Document section:

The Insurance Investment Exchange events in March and May 2015 tackled a key dilemma for insurance companies: in today’s environment of challenged yields and regulatory change, where does the fixed income portfolio evolve to next? This thought leadership paper from summer 2015 echoes the ensuing debate, mixed in with our own analysis of macro and industry dynamics.

Abenomics. Draghinomics. Investor shock and monetary awe. Negative yields. Lower for longer. The new normal. Bond bubbles? And tail risk trouble?

This is the stuff insurance nightmares are made of. This is also the evolving macroeconomic reality that insurance companies inhabit, underscoring the need to think outside the box and innovate new approaches.

QE and Quo Vadis

We live in a world of unconventional monetary policy, where economies cluster at the zero interest rate bound and the ‘Big Four’ central banks (the US Federal Reserve, European Central Bank, the Bank of England and the Bank of Japan) have a combined balance sheet of $10 trillion after years of stimulus. Debt burdens are high. Wage growth is anaemic at best. The concomitant social tensions are evident. And geopolitical tensions are making an unwelcome return to the global stage after the extended entente cordiale of the last 25 years.

The situation gets more complicated. With the exception of the US, the rest are struggling to maintain the facade of growth. Japan’s bold ‘Abenomics’ experiment has failed to deliver so far, and Europe is battling the demons of Greece once again. China’s growth is slowing rapidly as its debt burden becomes destabilising, while growth in the other BRICS (Brazil, Russia, India and South Africa) is turning out to be mostly half-baked. Even where quantitative easing has had some success (chiefly, the US and UK), real wages have been stagnant.

Material provided:

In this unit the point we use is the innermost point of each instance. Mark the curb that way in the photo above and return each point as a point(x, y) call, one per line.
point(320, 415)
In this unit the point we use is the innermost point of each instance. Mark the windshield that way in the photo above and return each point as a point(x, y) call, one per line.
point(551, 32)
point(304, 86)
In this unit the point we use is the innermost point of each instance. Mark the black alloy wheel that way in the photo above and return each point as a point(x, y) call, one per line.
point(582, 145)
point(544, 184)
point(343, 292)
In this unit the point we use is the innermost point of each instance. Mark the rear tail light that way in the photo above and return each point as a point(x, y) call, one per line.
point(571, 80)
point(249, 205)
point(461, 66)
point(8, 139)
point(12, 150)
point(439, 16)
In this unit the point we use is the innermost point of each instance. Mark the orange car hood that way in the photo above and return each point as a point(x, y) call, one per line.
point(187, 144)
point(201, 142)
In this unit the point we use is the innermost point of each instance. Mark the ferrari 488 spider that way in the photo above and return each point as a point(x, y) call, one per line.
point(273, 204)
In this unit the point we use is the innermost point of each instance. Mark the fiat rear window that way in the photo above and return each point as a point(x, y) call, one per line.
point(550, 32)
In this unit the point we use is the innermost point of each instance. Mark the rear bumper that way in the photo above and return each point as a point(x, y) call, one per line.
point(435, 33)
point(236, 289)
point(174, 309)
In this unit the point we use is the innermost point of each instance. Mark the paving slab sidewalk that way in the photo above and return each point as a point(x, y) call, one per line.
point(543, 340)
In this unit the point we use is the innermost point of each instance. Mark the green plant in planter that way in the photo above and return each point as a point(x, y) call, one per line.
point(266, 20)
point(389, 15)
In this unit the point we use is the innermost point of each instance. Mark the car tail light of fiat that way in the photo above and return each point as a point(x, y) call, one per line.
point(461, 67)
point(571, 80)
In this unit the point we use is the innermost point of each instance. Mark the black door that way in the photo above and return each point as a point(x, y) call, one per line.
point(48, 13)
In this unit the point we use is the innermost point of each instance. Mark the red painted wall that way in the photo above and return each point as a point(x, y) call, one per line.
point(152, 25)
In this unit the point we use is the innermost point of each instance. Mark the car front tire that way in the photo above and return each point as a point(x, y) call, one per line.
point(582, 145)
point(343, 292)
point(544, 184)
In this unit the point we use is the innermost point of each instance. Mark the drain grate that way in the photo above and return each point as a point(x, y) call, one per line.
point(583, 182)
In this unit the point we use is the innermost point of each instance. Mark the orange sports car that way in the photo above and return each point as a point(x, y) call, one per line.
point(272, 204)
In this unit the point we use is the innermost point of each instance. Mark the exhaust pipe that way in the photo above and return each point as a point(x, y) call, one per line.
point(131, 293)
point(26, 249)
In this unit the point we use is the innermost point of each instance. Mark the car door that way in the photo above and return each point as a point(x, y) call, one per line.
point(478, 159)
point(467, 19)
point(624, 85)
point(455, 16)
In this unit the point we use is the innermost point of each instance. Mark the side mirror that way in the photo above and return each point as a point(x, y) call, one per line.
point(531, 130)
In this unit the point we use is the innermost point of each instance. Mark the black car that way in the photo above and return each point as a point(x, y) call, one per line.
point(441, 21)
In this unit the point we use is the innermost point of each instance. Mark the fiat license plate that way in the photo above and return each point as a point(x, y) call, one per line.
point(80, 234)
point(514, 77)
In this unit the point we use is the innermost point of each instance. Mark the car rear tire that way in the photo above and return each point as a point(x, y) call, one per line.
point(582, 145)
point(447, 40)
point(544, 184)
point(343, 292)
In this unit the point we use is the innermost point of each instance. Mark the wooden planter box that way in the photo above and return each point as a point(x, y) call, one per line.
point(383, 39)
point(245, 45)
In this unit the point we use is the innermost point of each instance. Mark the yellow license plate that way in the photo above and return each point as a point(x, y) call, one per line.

Challenges:
1: In the insurance investment paper, switch "Europe" to "the eurozone" and give the passage between "The situation gets" and "have been stagnant.", inclusive.
2: Can you continue the insurance investment paper from where it stops?

Answers to each task:
1:
The situation gets more complicated. With the exception of the US, the rest are struggling to maintain the facade of growth. Japan’s bold ‘Abenomics’ experiment has failed to deliver so far, and the eurozone is battling the demons of Greece once again. China’s growth is slowing rapidly as its debt burden becomes destabilising, while growth in the other BRICS (Brazil, Russia, India and South Africa) is turning out to be mostly half-baked. Even where quantitative easing has had some success (chiefly, the US and UK), real wages have been stagnant.

2:
These are not the foundations that policymakers wish for when planning for recovery. Inflation is conspicuously absent, and with it, any realistic prospect of deleveraging in real terms.  Even in the US, where growth has been sustained in recent quarters, the Federal Reserve has made it clear it is focused on unemployment reduction and wage growth as key determinants of genuine success. So far, there is very little evidence that these policies are delivering sustained results.

Throw falling oil prices into this disinflationary environment and you ratchet up the stress factor for policymakers. Already, the rapid fall in oil prices has caused inflation to significantly undershoot expectations. Europe tipped into outright deflation in December while the UK CPI fell to 0% in February – the lowest since records began. Meanwhile, the wider risks to growth mount. Against the stimulus of lower oil prices, the IMF cited lower investment, market volatility, stagnation in Europe and Japan, and geopolitical events as risks that forced them to revise global growth lower by 0.3 per cent.

Alongside – much as ‘good’ deflation from China in recent decades stretched pay-packets further, even as they shrank in real terms – falling oil prices enhance disposable income and dampen the conventional dynamics that might push wages higher. Annual wage growth is likely to continue to disappoint, heaping further pressure on policymakers, although the latest UK data has given the first glimmer of hope on this front.

The natural reaction for policymakers is to postpone any tightening and reach for further monetary stimulus in an effort to stoke inflation and demand. The amount is simply proportional to their fear of deflation.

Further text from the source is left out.